_Kutipan Dokumen_
▼

Senin, 28 Juli 2008

Aspek Pembangunan Ekonomi dan Kemiskinan

PADA bulan Januari 2005 ini saya diundang oleh Kementerian Lingkungan Hidup untuk membahas kaitan antara pembangunan ekonomi dan kemiskinan. Meski saya berhalangan hadir, tetapi makalah yang telah saya persiapkan tetap dikirim pada acara tersebut. Mengenai tema ”pembangunan ekonomi dan kemiskinan” tentunya kaitannya sangat erat. Namun jangan sampai melupakan satu aspek lagi: pembangunan sosial.
Dalam salah satu buku (Alm) Prof Mubyarto tentang ’Membangun Sistem Ekonomi” diungkap pernyataan ekonomi Bank Dunia yang bernama Nancy Birdsall pada tahun 1993 yang menyatakan ”...investment in people, in human and social development, have among the highest economic returns of all possible spending directed to long term economic development” artinya: pembangunan sosial adalah pembangunan ekonomi. Bahwa ternyata investasi dalam bidang kesehatan dan pendidikan yang biasanya masuk katagori pembangunan sosial, dalam waktu relatif singkat mempunyai dampak positif pada pertumbuhan ekonomi nasional. Pada perkembangannya, makna pembangunan dan kemiskinan semakin meluas.

▲

_Data yang Diberikan_
▼

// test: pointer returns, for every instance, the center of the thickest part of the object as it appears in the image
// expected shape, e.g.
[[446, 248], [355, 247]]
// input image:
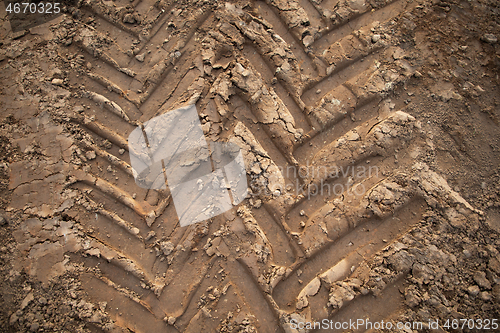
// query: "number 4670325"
[[33, 8]]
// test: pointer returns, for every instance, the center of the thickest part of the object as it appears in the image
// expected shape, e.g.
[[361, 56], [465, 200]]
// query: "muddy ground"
[[408, 87]]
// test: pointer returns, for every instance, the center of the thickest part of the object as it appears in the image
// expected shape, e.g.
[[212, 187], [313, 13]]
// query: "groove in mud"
[[383, 14], [306, 64], [366, 239], [315, 93], [264, 68]]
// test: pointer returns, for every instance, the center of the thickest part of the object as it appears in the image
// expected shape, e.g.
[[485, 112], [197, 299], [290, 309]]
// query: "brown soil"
[[401, 96]]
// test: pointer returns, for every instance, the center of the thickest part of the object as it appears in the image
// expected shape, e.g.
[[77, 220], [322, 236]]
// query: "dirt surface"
[[370, 134]]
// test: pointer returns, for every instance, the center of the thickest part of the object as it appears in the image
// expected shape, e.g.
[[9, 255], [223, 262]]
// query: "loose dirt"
[[370, 134]]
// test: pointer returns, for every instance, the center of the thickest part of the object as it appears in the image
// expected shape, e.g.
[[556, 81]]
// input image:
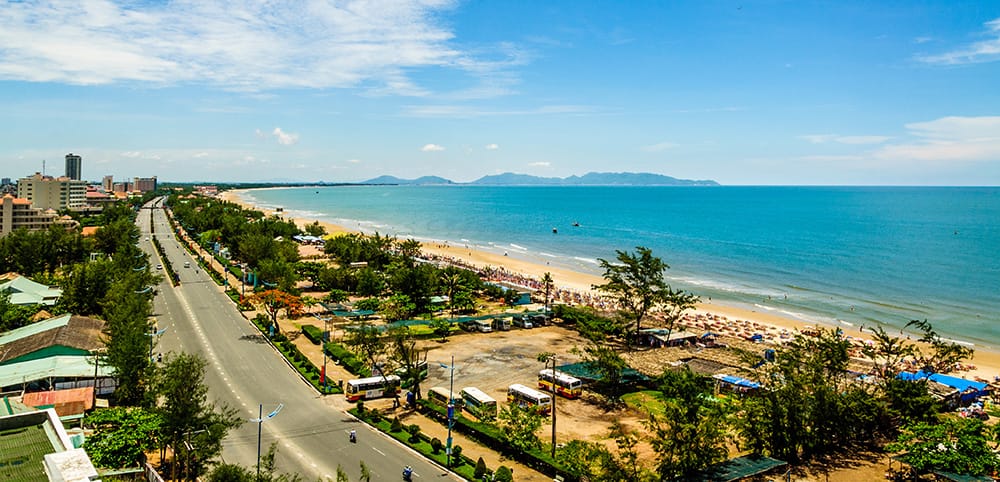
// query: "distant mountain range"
[[589, 179]]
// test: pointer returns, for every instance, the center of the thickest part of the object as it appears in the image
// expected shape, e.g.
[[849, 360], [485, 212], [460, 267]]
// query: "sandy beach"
[[577, 287]]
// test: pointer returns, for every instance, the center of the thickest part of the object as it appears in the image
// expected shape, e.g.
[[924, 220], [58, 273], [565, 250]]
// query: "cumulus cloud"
[[243, 45], [283, 138], [658, 147], [825, 138], [987, 50], [948, 139]]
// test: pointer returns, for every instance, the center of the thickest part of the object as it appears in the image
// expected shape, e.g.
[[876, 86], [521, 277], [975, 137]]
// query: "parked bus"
[[371, 387], [566, 385], [529, 398], [478, 403], [441, 395]]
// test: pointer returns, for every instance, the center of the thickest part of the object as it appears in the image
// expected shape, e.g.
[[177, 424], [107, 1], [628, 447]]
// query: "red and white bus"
[[371, 387]]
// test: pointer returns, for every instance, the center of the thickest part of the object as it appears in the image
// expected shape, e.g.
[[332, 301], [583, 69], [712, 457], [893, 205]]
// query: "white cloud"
[[242, 45], [853, 140], [658, 147], [862, 139], [948, 140], [465, 112], [987, 50], [284, 138]]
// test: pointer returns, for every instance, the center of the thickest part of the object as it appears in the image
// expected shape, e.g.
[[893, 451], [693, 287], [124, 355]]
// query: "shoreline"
[[986, 362]]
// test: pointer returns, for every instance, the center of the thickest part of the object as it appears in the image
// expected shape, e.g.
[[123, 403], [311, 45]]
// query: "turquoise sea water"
[[836, 255]]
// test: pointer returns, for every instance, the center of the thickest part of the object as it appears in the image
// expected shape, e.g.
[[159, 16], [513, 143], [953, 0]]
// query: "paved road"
[[244, 371]]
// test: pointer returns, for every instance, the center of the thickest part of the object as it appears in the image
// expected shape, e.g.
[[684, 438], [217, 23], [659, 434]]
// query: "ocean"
[[846, 256]]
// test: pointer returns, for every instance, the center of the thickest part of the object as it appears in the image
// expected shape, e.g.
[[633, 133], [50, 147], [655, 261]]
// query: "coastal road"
[[244, 372]]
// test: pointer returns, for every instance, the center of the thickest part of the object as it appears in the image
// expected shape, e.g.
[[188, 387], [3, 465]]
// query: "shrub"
[[314, 334], [414, 431], [503, 474], [480, 469]]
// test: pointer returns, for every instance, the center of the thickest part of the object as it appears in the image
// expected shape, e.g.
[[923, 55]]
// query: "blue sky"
[[742, 92]]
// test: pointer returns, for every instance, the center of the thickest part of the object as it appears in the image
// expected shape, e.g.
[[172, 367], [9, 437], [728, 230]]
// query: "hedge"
[[313, 333], [490, 436], [344, 357]]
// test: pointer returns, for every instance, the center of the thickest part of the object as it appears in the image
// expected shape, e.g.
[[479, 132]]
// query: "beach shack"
[[969, 391], [657, 337], [734, 384]]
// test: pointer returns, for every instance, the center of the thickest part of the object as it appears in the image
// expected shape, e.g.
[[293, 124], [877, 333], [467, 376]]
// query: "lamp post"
[[451, 409], [546, 358], [260, 422], [322, 346], [152, 334]]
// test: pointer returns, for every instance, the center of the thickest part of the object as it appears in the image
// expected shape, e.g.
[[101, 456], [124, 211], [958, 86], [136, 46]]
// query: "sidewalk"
[[292, 329]]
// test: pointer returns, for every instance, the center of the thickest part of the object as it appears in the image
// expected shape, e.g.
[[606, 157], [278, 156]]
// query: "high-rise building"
[[47, 192], [74, 164], [144, 184]]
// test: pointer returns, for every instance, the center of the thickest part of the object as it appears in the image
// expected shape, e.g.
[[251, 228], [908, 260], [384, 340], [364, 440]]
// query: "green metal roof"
[[56, 367], [735, 469]]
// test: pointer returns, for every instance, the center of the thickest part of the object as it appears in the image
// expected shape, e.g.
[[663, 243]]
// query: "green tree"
[[441, 327], [959, 445], [635, 282], [121, 435], [192, 426], [691, 433], [519, 426]]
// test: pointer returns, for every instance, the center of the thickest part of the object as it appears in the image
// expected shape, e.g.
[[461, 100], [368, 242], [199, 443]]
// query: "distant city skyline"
[[855, 93]]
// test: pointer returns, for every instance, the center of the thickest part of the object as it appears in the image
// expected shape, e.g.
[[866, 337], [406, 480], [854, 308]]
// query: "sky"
[[740, 92]]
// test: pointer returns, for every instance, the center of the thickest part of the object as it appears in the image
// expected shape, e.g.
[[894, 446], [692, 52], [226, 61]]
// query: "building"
[[74, 165], [144, 184], [47, 192], [19, 213], [37, 447], [58, 353], [25, 292]]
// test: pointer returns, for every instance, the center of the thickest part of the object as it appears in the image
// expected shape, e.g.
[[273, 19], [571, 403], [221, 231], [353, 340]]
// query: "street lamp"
[[152, 334], [260, 422], [451, 409], [324, 339], [546, 358]]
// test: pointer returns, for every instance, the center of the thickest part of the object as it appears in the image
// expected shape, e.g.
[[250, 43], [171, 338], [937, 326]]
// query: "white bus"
[[441, 396], [371, 387], [478, 403], [529, 398], [565, 385]]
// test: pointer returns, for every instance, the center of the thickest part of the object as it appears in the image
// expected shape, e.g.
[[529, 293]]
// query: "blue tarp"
[[740, 382], [959, 384]]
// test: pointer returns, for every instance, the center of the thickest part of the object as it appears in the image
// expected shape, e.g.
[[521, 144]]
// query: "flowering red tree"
[[273, 301]]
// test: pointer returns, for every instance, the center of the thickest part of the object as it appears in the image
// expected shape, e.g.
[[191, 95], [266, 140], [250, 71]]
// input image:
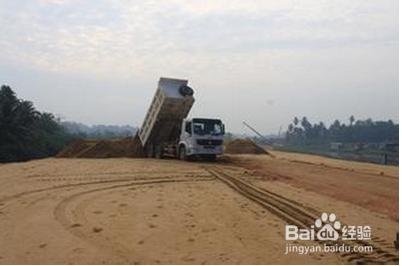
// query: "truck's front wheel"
[[182, 153]]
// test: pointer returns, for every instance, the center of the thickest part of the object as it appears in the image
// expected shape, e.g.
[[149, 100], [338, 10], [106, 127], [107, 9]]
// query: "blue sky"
[[260, 61]]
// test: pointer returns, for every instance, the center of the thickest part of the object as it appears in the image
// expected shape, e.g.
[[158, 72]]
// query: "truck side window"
[[188, 127]]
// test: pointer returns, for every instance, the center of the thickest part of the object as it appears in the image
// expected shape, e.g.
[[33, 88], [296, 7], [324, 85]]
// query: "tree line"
[[26, 133], [301, 131]]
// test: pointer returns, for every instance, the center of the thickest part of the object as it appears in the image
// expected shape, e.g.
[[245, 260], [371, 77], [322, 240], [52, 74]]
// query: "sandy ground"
[[143, 211]]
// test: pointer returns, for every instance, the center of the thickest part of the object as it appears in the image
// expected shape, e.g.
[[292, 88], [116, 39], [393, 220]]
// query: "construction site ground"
[[148, 211]]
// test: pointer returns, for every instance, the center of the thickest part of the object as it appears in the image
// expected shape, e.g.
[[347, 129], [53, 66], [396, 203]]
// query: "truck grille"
[[214, 142]]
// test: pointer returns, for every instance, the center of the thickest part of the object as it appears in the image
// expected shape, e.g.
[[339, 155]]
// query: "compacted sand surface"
[[145, 211]]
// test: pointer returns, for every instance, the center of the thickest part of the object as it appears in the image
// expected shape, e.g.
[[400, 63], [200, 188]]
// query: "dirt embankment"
[[131, 147], [128, 147]]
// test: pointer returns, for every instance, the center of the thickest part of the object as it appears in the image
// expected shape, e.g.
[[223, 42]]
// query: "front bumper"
[[200, 150]]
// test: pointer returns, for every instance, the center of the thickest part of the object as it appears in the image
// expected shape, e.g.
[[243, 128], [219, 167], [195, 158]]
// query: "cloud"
[[222, 46]]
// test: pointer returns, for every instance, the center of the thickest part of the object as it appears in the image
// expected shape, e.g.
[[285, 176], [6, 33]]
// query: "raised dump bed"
[[171, 104]]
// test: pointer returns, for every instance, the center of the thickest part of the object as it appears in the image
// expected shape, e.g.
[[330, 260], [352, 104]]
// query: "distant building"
[[336, 146]]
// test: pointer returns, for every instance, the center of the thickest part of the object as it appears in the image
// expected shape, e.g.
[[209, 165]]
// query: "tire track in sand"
[[61, 214], [294, 213]]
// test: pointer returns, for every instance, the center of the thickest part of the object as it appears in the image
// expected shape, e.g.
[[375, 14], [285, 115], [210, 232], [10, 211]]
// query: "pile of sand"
[[128, 147], [243, 146]]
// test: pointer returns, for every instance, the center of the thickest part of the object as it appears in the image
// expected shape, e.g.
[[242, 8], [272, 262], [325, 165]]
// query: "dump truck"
[[166, 131]]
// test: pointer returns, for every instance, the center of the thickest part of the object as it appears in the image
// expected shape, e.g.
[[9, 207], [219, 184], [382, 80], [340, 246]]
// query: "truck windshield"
[[208, 127]]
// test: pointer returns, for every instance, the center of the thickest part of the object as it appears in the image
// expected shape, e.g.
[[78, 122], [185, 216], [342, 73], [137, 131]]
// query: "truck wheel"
[[182, 153], [211, 157], [158, 152], [150, 151]]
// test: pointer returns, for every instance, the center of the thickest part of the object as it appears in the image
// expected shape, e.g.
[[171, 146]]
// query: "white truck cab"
[[201, 137]]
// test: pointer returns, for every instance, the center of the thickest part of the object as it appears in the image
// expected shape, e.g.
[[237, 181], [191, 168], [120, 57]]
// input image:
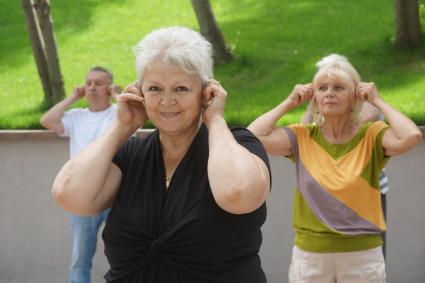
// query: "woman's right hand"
[[300, 94], [130, 107]]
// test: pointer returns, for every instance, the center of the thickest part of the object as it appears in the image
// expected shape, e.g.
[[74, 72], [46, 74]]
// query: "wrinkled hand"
[[78, 92], [130, 107], [114, 90], [367, 92], [300, 94], [213, 102]]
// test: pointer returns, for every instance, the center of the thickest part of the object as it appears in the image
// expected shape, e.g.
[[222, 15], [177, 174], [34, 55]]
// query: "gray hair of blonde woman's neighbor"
[[336, 66], [176, 46]]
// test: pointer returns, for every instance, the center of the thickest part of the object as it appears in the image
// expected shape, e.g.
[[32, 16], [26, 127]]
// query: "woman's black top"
[[179, 235]]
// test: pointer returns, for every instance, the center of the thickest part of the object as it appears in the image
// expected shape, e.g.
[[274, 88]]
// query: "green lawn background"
[[276, 44]]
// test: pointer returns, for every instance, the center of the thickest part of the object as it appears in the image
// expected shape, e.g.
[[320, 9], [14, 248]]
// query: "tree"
[[40, 29], [408, 31], [211, 31]]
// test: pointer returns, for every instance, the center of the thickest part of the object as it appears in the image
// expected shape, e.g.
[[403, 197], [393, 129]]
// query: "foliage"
[[276, 44]]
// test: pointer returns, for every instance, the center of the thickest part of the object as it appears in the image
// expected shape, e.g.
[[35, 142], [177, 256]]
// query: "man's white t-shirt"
[[83, 126]]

▲

_Soal Tertulis_
Kutip bagian artikel tentang pembangunan ekonomi dan kemiskinan, mulai dari "Dalam salah satu" sampai dengan "kemiskinan semakin meluas.", persis sama dengan teksnya.

_Jawaban Lengkap_
Dalam salah satu buku (Alm) Prof Mubyarto tentang ’Membangun Sistem Ekonomi” diungkap pernyataan ekonomi Bank Dunia yang bernama Nancy Birdsall pada tahun 1993 yang menyatakan ”...investment in people, in human and social development, have among the highest economic returns of all possible spending directed to long term economic development” artinya: pembangunan sosial adalah pembangunan ekonomi. Bahwa ternyata investasi dalam bidang kesehatan dan pendidikan yang biasanya masuk katagori pembangunan sosial, dalam waktu relatif singkat mempunyai dampak positif pada pertumbuhan ekonomi nasional. Pada perkembangannya, makna pembangunan dan kemiskinan semakin meluas.